Copy the full listing exactly.

━━━ Data supplied ━━━

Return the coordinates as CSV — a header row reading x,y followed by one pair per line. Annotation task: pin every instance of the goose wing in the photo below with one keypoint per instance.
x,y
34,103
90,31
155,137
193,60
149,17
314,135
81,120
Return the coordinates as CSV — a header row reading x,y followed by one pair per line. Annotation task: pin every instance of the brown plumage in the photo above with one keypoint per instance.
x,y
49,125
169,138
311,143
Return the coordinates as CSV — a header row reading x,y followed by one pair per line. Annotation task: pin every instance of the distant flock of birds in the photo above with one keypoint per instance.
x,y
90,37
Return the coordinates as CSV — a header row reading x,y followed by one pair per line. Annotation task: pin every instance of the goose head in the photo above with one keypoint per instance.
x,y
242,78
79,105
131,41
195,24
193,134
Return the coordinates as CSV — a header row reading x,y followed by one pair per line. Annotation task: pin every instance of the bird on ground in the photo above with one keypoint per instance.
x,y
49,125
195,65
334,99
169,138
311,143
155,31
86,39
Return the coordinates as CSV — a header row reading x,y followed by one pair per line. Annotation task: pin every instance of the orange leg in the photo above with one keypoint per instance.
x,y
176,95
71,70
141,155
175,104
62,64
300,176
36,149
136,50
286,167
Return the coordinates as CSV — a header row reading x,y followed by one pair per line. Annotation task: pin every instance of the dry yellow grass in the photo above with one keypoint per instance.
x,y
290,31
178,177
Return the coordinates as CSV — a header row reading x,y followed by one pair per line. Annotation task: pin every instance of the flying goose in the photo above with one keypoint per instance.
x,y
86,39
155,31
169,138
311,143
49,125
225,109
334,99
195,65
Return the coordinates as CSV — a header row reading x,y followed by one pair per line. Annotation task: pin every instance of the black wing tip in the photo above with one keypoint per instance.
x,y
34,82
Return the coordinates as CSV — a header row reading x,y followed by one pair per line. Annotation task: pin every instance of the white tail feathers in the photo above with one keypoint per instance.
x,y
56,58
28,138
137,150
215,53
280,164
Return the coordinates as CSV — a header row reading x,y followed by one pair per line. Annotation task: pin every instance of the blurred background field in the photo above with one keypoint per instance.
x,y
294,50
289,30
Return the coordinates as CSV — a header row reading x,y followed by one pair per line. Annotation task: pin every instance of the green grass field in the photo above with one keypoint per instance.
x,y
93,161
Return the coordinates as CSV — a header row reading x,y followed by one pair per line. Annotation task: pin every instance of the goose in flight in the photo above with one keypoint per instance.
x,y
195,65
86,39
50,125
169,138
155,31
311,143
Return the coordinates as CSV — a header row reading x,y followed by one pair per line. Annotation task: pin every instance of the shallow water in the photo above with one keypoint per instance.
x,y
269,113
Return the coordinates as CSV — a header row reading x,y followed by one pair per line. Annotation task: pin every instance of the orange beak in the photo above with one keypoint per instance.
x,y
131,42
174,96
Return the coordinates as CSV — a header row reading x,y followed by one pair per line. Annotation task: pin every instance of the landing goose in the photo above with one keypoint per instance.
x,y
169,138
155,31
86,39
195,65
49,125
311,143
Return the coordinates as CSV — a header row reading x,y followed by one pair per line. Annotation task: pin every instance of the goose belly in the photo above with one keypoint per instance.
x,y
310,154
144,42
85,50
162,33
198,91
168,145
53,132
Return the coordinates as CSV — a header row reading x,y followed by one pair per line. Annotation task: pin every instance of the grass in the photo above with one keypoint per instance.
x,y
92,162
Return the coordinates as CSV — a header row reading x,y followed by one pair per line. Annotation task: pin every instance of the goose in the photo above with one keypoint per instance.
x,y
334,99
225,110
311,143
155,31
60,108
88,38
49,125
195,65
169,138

━━━

Task response:
Return the coordinates as CSV — a header row reading x,y followed by one pair per line. Annotation task: pin every instance of the goose wing in the photo below with one keypoint per instance.
x,y
34,103
90,31
155,137
193,60
149,17
314,135
81,120
Return the coordinates as CSV — a header row reading x,y followed by one pair per line. Annotation task: pin every instance of the brown plumage in the photo above with one keypoint per instance.
x,y
49,125
169,138
311,143
Return the coordinates as CSV — a header row reading x,y followed by one pair per line. Annotation task: pin every instance of the distant flock of birds in the photo above with one keypoint per instance.
x,y
90,37
Return the coordinates as CSV — a header row reading x,y followed by one pair per line. Annotation task: pin every instance of the goose head in the photo above with one keypoint per instance.
x,y
242,78
79,105
131,41
195,24
193,134
Return the coordinates as CSV — a header row reading x,y followed by one pair per line. Annotation task: pin every instance of the bird on ground in the photo above with one keypoint per instance.
x,y
49,125
195,65
334,99
169,138
311,143
155,31
86,39
Return the coordinates as CSV — a header row reading x,y followed by one pair per line. Annotation task: pin every instance of the orange leg in the photo above with one keypoint per instance.
x,y
176,95
71,70
141,155
175,104
62,64
300,176
36,149
136,50
286,167
Return the coordinates as CSV — a header row reading x,y followed by one pair per line. Annotation task: pin every instance of the dry yellow grass in the photo above with one keypoint per instance.
x,y
290,31
178,177
Return the coordinates as CSV — a header row reading x,y followed by one pair per line. Annotation task: pin every instance of the flying goose in the photo above with one keypoint per instance.
x,y
86,39
155,31
169,138
311,143
49,125
225,109
334,99
195,65
Return the coordinates as CSV — a header row reading x,y followed by one pair per line. Annotation task: pin every instance of the black wing tip in the photo above with one keypoint per instance.
x,y
34,82
Return the coordinates as CSV — a header row reading x,y followed by one pair per line. Annotation task: pin every instance of the white tail feathers in the photo above with one keypoint per instance.
x,y
56,58
28,138
137,150
215,53
280,164
Return the coordinates as CSV — a header row reading x,y followed by one pair per line. Annotation task: pin every instance of the blurred background field in the photo above with one keypoint per instance.
x,y
294,50
289,30
Return the coordinates as CSV — a header row reading x,y followed by one pair per line. Annotation task: pin every instance of the green grass field in the photo above with one keypoint per instance.
x,y
93,161
Return the coordinates as CSV — a header row reading x,y followed by one pair per line. Annotation task: pin every instance of the goose in flight in the photo above with one keypoint per instance.
x,y
195,65
86,39
50,125
169,138
155,31
311,143
Return the coordinates as CSV — a header row reading x,y followed by one pair per line. Annotation task: pin every instance of the shallow water in the photo above with one keypoint per instance.
x,y
269,113
Return the coordinates as CSV — a header row reading x,y followed by one pair per line. Annotation task: pin every instance of the orange beak in the photo above with one keypoint per instance.
x,y
131,42
174,96
Return the coordinates as CSV — a header row reading x,y followed by one pair per line. Annotation task: pin every instance of the landing goose in the photo above with one keypoint per instance.
x,y
169,138
155,31
86,39
195,65
49,125
311,143
Return the coordinates as CSV — a header row reading x,y followed by one pair per line. Annotation task: pin every instance of the goose belly in the photo above with one keypoint per instance.
x,y
310,154
144,42
85,50
162,33
198,91
168,145
53,132
Return the coordinates as CSV — a header row reading x,y followed by one pair per line. Annotation task: pin every instance of the grass in the photo above with one keypoint per instance.
x,y
92,162
Return the coordinates as CSV — a header row reading x,y followed by one pair per line. Annotation task: pin every instance of the goose in the photo above with one keypoint per instance.
x,y
334,99
225,110
311,143
155,31
60,108
88,38
49,125
195,65
169,138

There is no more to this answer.